SHORT TASK A: Please reproduce the records word for word, from the line with "the wooden bench?" through the end of the records, both included. Leave out the pictures.

EXCERPTED TEXT:
....

Part Two – My Pit Bull Story
I get it. The stories about Pit Bulls are scary. The media representation of Pit Bulls could make you believe that they are unhinged monsters just waiting to pounce. Truth be told, I used to be afraid of Pit Bulls based solely on what I’d read and heard from the media. In fact, 14 years ago, when my niece was born, I questioned my brother’s decision to bring a rescue Pit Bull into his house. (I mean weren’t they afraid that she would eat the baby?!?) Then, I met Zipper and it was a love fest of the first order.
Yes, like many rescue dogs, Zipper had some quirks like being a little wary of strangers and, in her case, especially men. She was even shy with folks she’d met before but Zipper was a loyal, gentle spirit with soulful eyes and a serious Pit Bull wiggle butt.
Zipper, sporting a snazzy sun hat, the Pit Bull that changed my perceptions
Once I’d met Zipper, everything changed for me. I realized that, like many, I had allowed myself to be influenced by the negative media hype and broad stereotyping of these dogs. For those of you who know my story, you know that while I adopted my first rescue dog, a Yellow Lab named Simon, in 2007, it was in 2012 that my journey in the animal welfare/Pit Bull advocacy world really began when someone asked me about my “Pit Bull” while I was out with Simon one morning?!?! Simon is a purebred rescue lab (see his handsome picture below), so you can imagine my confusion (but that’s another story…).

....

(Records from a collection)
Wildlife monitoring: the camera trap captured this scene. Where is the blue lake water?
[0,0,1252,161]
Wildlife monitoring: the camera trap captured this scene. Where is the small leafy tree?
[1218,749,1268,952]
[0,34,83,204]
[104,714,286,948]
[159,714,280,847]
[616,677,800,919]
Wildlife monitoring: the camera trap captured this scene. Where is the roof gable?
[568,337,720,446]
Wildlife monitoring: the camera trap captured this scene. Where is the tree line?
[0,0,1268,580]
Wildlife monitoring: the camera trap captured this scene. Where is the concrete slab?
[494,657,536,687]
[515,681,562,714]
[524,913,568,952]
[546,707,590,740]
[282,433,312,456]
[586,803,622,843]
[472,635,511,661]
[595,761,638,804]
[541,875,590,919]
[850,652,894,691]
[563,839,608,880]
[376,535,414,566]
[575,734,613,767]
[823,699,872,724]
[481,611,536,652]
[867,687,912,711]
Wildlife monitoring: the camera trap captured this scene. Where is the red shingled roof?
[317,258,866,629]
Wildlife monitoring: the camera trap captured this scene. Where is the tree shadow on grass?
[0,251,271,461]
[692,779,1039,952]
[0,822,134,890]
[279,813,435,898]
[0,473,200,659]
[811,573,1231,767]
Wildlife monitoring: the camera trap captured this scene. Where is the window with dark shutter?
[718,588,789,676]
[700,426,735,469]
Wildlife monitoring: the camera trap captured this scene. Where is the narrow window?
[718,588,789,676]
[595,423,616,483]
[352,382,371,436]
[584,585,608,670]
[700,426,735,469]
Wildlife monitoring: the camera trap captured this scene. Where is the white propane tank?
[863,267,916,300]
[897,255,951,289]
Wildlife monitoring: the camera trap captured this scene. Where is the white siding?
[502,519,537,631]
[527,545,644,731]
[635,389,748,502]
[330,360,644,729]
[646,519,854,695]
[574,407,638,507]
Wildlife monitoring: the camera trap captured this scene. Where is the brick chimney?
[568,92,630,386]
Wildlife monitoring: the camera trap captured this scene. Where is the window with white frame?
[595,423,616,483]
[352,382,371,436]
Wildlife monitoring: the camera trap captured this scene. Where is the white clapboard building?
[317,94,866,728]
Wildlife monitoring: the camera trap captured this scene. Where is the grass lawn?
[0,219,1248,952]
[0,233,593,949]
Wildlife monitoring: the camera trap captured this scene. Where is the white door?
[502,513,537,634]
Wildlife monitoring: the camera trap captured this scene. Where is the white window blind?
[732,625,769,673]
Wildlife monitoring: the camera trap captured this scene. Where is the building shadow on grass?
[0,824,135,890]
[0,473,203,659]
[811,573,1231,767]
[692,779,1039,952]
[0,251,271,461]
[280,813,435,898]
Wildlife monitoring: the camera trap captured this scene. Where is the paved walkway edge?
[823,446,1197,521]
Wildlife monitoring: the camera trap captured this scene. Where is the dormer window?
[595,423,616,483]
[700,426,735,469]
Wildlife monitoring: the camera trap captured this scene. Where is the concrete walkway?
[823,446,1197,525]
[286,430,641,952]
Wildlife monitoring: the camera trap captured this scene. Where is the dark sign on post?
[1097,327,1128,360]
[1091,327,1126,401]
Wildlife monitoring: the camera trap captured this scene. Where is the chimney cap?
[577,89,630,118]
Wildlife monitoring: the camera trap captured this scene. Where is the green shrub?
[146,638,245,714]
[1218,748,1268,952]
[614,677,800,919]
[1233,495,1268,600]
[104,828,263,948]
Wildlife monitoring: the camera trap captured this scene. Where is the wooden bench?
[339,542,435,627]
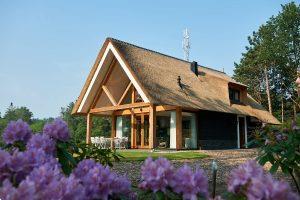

....

SHORT TASK B: Translate this sentence from the Pit Bull story into Spanish: "Once I’d met Zipper, everything changed for me."

CORRECT RESULT A:
Wildlife monitoring: the camera trap captured this scene. Where is the wooden bench?
[339,542,435,627]

CORRECT RESULT B: Una vez que conocí a Zipper, todo cambió para mí.